> **EXCERPTED TEXT**:
Muhasil Suleyman Agha or Suleyman Pasha ( 1804–d. 23 February 1807) was an Ottoman official who served as muhasil in Belgrade and Vizier of Belgrade in 1804–1807, with interruption.

Suleyman Agha had served as the muhasil (Porte contact) in Belgrade, and was replaced by Ibrahim Agha. In 1804, the Vizier of Belgrade was Agha Hasan Pasha, but only in title, as the Dahije (renegade Janissaries) were the true rulers of the Belgrade Pashalik, and Hasan Pasha had no powers nor influence. Suleyman Agha wrote to the Porte on 6 April about the harsh position of besieged Belgrade. Suleyman and his successor as muhasil, Ibrahim, were both part of the Dahije–Sanjak delegation at the Zemun Meeting held on 10 May 1804, discussing the Dahije and Serbian uprising, with the mediation of the Habsburg Military Frontier command, but the negotiations failed. After complaints of some exiled sipahi about the Dahije, the Dahije sent Suleyman to the Porte to defend them and accuse the Serbs. The Porte was alarmed by the large Serbian rebel army that mustered outside Belgrade in mid-June, and sent Vizier Bekir Pasha of Bosnia with the mission to bring peace to the Belgrade Pashalik. In July, Bekir and the Serbian rebels agreed on the assassination of Dahije leaders, upon which a ceasefire followed, and in mid-August Suleyman Agha (now Suleyman Pasha), the former muhasil, was appointed the Vizier of Belgrade, replacing Agha Hasan Pasha. According to Batalaka, he arrived from Constantinople.

> **INSTRUCTIONS**:
a - List every individual person the text on Suleyman Agha names.
b - For each statement, say whether the text on Suleyman Agha agrees, and quote the words that decide it.
(i) Ibrahim Agha took over from Suleyman Agha as muhasil.
(ii) The Zemun Meeting ended in a successful agreement.
(iii) Bekir Pasha was the Vizier of Bosnia.
c - Write the next part of the text on Suleyman Agha, starting right after its final sentence.

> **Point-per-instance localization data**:
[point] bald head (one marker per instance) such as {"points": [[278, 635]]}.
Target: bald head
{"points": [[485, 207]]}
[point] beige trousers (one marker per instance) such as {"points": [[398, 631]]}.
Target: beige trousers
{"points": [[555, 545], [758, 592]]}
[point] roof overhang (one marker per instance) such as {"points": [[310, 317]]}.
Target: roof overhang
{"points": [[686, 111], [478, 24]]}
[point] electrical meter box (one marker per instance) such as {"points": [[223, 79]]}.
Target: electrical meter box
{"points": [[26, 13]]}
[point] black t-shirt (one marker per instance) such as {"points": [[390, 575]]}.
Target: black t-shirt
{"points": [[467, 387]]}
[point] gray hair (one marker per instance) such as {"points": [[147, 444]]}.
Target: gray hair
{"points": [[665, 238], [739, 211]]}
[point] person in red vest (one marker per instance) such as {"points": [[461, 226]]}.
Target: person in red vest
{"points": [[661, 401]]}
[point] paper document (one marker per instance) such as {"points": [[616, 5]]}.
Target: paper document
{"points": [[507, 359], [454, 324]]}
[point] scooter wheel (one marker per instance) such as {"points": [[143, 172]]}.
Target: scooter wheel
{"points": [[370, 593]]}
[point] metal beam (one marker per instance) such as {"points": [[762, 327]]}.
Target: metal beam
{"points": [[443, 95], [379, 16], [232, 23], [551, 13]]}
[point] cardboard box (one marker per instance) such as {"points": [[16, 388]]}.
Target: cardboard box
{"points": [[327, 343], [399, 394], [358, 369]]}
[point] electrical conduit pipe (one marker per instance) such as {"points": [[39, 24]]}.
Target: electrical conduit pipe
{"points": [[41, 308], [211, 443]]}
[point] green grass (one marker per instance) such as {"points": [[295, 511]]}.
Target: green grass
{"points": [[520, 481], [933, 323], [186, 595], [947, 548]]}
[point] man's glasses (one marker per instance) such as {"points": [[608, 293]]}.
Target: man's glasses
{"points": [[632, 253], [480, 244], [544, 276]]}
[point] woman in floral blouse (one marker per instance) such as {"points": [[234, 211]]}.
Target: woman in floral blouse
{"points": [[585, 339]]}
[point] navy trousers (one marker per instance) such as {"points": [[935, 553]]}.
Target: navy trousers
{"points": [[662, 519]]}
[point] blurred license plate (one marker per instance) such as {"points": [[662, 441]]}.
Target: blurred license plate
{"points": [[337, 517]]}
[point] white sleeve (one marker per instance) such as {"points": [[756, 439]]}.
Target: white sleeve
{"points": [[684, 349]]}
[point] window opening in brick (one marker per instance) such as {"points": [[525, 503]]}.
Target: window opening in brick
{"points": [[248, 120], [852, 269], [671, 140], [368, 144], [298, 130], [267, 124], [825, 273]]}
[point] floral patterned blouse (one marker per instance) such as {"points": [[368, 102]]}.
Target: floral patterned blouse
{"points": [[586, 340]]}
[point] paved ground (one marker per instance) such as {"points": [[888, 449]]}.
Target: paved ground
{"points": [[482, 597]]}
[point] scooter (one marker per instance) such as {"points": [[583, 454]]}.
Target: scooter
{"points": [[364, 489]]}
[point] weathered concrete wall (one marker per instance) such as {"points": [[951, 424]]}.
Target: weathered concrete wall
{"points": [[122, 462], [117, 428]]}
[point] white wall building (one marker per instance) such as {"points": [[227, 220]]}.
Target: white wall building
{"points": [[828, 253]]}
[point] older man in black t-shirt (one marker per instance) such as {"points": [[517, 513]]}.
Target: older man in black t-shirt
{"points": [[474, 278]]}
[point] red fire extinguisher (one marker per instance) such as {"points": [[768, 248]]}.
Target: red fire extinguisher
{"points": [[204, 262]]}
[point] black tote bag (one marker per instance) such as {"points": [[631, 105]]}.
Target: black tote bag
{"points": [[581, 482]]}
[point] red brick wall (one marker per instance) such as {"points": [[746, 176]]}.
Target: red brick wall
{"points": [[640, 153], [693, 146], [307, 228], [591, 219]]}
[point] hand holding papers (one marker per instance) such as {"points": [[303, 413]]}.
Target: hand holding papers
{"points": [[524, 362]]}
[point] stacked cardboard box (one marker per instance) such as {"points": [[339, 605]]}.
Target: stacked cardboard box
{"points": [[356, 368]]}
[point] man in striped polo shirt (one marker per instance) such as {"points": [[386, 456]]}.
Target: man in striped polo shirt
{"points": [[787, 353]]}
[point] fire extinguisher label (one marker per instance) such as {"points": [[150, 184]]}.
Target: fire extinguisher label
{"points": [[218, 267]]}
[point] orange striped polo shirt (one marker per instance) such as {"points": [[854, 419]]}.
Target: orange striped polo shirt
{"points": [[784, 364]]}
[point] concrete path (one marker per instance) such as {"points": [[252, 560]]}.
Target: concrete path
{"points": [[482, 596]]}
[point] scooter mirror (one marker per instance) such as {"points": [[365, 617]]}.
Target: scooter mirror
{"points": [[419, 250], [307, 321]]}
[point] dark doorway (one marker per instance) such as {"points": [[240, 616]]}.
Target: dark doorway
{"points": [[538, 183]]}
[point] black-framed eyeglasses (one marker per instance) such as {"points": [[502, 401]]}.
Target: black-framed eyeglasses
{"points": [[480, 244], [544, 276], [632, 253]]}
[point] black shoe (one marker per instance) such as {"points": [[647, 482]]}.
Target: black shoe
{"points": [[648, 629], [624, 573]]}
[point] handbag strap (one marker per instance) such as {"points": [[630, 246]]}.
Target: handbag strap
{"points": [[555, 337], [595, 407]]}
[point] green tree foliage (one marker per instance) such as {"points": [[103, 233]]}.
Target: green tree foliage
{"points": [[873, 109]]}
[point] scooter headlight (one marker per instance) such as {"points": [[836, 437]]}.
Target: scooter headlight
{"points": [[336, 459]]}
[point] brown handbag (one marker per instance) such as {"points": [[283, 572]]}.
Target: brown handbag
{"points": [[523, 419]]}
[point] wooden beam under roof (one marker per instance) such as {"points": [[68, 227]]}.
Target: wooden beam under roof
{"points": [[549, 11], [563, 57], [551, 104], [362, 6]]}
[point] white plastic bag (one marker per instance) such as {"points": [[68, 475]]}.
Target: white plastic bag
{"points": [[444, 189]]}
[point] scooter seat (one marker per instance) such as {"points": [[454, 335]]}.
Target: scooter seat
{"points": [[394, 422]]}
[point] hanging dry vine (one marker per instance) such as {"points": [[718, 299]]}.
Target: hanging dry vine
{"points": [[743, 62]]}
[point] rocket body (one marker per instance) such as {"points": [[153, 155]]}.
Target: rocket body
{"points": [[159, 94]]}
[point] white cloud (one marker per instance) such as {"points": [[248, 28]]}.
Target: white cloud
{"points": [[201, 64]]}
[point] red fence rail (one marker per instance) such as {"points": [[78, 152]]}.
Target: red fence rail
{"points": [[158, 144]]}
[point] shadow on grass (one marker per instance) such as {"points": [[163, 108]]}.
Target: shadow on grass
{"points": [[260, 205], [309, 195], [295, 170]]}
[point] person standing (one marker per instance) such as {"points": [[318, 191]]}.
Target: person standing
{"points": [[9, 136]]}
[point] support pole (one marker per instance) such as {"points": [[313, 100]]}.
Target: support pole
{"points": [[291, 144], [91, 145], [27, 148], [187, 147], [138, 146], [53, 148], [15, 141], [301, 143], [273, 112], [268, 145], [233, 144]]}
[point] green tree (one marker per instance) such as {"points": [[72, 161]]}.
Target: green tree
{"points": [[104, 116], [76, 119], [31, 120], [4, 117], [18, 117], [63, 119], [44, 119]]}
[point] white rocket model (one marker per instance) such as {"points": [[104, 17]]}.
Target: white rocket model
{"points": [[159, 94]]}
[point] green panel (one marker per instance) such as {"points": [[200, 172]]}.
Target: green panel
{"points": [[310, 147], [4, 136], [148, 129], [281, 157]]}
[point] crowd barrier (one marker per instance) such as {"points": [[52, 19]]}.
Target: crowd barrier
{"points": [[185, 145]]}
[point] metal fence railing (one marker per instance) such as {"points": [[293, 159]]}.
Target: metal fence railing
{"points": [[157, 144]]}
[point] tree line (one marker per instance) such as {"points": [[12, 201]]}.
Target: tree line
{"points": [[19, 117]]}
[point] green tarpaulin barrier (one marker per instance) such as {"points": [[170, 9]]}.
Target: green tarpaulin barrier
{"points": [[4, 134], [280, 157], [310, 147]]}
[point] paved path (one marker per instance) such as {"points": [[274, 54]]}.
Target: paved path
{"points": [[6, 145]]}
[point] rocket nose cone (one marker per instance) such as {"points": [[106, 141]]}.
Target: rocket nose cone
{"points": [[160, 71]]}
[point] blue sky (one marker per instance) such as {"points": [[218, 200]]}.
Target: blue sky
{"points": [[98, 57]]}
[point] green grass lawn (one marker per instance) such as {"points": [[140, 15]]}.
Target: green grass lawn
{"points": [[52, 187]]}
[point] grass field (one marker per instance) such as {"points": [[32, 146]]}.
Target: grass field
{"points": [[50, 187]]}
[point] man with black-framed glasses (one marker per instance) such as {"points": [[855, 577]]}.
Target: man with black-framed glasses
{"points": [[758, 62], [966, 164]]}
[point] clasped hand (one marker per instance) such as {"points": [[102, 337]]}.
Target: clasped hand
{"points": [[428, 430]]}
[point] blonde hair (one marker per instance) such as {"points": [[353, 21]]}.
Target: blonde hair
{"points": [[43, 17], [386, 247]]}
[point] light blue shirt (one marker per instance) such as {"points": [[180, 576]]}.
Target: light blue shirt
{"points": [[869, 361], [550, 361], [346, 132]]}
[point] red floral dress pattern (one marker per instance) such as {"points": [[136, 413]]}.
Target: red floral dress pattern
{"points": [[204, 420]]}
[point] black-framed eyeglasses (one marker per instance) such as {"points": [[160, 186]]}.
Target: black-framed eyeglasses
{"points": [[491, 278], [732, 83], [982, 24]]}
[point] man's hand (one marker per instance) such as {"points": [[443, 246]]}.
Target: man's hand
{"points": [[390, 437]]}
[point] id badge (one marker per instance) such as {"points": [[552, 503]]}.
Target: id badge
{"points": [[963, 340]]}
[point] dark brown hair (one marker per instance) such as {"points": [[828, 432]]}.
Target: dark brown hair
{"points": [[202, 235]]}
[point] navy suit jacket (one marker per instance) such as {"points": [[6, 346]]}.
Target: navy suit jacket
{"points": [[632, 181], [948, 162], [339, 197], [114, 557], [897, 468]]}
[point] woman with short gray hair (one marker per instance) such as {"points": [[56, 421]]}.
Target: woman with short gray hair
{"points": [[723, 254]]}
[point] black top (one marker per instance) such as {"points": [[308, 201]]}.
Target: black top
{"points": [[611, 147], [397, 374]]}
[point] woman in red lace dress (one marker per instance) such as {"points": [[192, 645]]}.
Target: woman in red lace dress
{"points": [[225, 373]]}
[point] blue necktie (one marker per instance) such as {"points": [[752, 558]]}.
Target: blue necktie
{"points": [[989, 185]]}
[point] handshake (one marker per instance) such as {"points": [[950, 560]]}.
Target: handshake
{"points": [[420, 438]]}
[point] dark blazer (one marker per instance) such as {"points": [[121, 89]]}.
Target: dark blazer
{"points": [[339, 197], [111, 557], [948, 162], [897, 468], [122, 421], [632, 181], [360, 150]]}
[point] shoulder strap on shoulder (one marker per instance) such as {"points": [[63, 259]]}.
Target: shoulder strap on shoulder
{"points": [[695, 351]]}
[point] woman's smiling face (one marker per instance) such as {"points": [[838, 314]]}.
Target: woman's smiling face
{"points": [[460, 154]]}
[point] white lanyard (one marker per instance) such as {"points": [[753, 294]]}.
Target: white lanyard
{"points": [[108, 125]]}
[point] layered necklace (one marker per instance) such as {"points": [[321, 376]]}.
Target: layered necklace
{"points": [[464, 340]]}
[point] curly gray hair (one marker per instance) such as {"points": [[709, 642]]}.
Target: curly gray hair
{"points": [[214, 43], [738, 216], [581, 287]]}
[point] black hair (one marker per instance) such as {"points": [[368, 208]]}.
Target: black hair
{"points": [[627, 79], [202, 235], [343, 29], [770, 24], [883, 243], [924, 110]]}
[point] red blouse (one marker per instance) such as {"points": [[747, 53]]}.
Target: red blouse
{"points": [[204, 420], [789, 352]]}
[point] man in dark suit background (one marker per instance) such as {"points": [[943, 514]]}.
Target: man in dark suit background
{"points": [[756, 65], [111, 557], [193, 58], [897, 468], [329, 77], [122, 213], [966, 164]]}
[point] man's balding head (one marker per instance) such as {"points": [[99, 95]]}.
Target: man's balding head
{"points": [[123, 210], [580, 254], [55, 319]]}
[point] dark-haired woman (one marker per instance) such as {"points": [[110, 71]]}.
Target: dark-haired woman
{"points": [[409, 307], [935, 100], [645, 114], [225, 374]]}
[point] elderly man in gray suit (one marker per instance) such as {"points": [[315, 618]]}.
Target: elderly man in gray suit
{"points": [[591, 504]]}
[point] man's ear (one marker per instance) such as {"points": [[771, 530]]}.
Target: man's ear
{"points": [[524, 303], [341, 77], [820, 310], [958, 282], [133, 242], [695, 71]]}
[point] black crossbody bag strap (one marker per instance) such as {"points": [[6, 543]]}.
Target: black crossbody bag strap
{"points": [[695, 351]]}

> **EXPECTED RESPONSES**:
a - Suleyman Agha (Suleyman Pasha), Ibrahim Agha, Agha Hasan Pasha, Bekir Pasha, Batalaka

b -
(i) Yes: "and was replaced by Ibrahim Agha"
(ii) No: "but the negotiations failed"
(iii) Yes: "sent Vizier Bekir Pasha of Bosnia"

c -
As was the case before, Suleyman as Vizier had no power, as kircali (mercenary) leader Alija Gušanac held the real power, as the Dahije held during the tenure of his predecessor.

Hafiz Mustafa Agha was appointed Vizier of Belgrade on 24 April 1805, following his commitment to pacify the Serbs, which Bekir Pasha had failed in. Hafiz was wounded at Ivankovac (August 1805), and died shortly after. Suleyman was reinstated as Vizier.

The Serbian rebels tricked Suleyman and his entourage after the conquest of Belgrade, destroying them outside Belgrade on 23 February 1807. Suleyman Pasha was the last Vizier of Belgrade during the First Serbian Uprising.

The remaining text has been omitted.